Materials provided —
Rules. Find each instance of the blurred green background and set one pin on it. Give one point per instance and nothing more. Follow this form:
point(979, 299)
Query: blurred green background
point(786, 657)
* * *
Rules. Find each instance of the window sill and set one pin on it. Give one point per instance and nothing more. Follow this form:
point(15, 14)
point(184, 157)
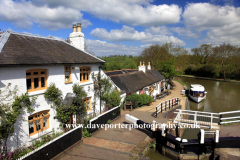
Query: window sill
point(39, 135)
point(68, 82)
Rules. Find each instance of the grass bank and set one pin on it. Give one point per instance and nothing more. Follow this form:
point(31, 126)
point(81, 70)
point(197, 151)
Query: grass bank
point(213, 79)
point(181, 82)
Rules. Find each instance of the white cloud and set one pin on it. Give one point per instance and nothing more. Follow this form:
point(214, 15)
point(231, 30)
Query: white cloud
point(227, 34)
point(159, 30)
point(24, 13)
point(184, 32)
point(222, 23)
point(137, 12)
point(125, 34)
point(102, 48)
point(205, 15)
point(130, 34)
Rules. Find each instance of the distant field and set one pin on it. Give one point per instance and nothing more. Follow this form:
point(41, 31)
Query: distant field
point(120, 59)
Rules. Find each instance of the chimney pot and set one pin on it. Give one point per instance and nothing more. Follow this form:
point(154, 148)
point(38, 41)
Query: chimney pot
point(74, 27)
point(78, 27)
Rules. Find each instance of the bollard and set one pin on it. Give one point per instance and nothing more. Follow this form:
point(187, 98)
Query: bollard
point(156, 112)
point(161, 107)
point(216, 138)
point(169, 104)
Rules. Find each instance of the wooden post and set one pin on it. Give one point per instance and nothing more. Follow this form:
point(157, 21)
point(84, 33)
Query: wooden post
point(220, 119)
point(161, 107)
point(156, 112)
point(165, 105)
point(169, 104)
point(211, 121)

Request —
Reproduce verbatim the lines of the records from the line containing "Rules. Find each instance of the white" up to and including the line containing "point(205, 15)".

Answer to this exercise —
Rules. Find each instance of the white cloud and set one pin on it. Give one point per instance and nothing more. Follow this form:
point(214, 15)
point(231, 30)
Query: white cloud
point(227, 34)
point(159, 30)
point(24, 13)
point(184, 32)
point(222, 23)
point(137, 12)
point(125, 34)
point(102, 48)
point(205, 15)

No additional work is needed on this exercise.